# [Raw records]
= = =

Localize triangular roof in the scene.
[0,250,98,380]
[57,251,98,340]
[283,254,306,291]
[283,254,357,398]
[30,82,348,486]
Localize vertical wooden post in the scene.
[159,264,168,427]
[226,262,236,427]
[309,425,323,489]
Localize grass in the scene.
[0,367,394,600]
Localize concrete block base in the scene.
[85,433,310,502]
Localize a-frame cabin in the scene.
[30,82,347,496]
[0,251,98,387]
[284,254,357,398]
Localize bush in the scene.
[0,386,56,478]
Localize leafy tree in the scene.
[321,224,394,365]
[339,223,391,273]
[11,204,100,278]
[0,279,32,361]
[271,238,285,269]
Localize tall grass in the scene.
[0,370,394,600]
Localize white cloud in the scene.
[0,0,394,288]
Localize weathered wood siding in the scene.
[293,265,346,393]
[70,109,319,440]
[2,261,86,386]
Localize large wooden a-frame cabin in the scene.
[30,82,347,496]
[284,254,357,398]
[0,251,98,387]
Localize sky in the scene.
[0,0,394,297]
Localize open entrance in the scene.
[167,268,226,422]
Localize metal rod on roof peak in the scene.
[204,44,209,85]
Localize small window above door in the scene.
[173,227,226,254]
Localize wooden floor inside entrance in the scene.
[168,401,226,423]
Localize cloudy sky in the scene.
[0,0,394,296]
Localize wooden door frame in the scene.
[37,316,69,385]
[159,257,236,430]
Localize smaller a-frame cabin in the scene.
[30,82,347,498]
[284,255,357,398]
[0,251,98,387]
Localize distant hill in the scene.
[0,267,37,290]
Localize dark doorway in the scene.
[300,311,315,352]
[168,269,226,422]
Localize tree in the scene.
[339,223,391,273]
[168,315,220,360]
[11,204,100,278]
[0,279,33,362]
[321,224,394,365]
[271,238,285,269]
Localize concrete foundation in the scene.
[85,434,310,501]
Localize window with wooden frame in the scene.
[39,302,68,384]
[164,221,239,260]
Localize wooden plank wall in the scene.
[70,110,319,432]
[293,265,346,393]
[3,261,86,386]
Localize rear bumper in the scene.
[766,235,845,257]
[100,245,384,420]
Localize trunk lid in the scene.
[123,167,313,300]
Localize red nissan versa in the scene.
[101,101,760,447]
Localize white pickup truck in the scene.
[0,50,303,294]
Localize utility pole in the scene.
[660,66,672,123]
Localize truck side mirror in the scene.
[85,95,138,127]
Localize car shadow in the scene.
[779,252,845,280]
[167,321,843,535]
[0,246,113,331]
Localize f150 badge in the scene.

= = =

# [Problem statement]
Copy every line of the material above word for word, in order, from the first line to the last.

# [Answer for this exercise]
Localize triangular roof in the scene.
[0,250,98,380]
[57,251,98,340]
[283,254,306,291]
[283,254,357,398]
[30,82,348,486]
Localize vertical wooden post in the scene.
[159,264,168,427]
[226,262,236,427]
[309,425,323,489]
Localize grass in the scene.
[0,367,394,600]
Localize concrete block base in the scene.
[85,433,310,502]
Localize a-frame cabin in the scene.
[30,82,347,496]
[0,251,98,387]
[284,254,357,398]
Localize bush in the scene.
[0,386,56,478]
Localize leafy tree in the scene.
[321,224,394,365]
[339,223,391,273]
[11,204,100,278]
[0,279,32,361]
[271,238,285,269]
Localize tall grass in the scene.
[0,370,394,600]
Localize white cloud in the scene.
[0,0,394,288]
Localize weathered wood siding in the scene.
[293,265,346,393]
[70,109,319,440]
[2,261,86,386]
Localize large wooden a-frame cabin in the scene.
[30,82,347,496]
[284,254,357,398]
[0,251,98,387]
Localize sky in the scene.
[0,0,394,297]
Localize open entrance in the scene.
[167,268,226,422]
Localize metal rod on roof peak in the scene.
[204,44,209,85]
Localize small window above door in the scene.
[173,227,226,254]
Localize wooden floor inside entrance in the scene.
[168,401,226,423]
Localize cloudy sky in the scene.
[0,0,394,296]
Localize wooden door frame in the scene.
[37,316,69,385]
[159,257,236,430]
Localize smaller a-frame cabin in the scene.
[30,82,347,498]
[284,255,357,398]
[0,251,98,387]
Localize distant hill in the scene.
[0,267,37,290]
Localize dark doorway in the scene.
[300,311,315,352]
[168,269,226,422]
Localize tree in the scene.
[339,223,391,273]
[168,315,220,360]
[11,204,100,278]
[0,279,33,362]
[321,224,394,365]
[271,238,285,269]
Localize concrete foundation in the scene.
[85,434,310,501]
Localize window with wooden frame in the scene.
[39,302,68,384]
[164,221,239,260]
Localize wooden plank wall in the scene.
[70,110,319,432]
[293,265,346,393]
[3,261,86,386]
Localize rear bumper in the scene.
[766,235,845,257]
[100,245,384,420]
Localize trunk lid in the scene.
[123,167,313,300]
Localize red nissan versa in the scene.
[101,101,760,447]
Localize white pickup truck in the scene.
[0,50,303,294]
Localize utility pole in the scene.
[660,66,672,123]
Localize truck side mirror in the scene.
[85,95,138,127]
Localize car shadow in the scene.
[779,252,845,280]
[167,321,843,535]
[0,246,113,331]
Localize f150 badge in the scene.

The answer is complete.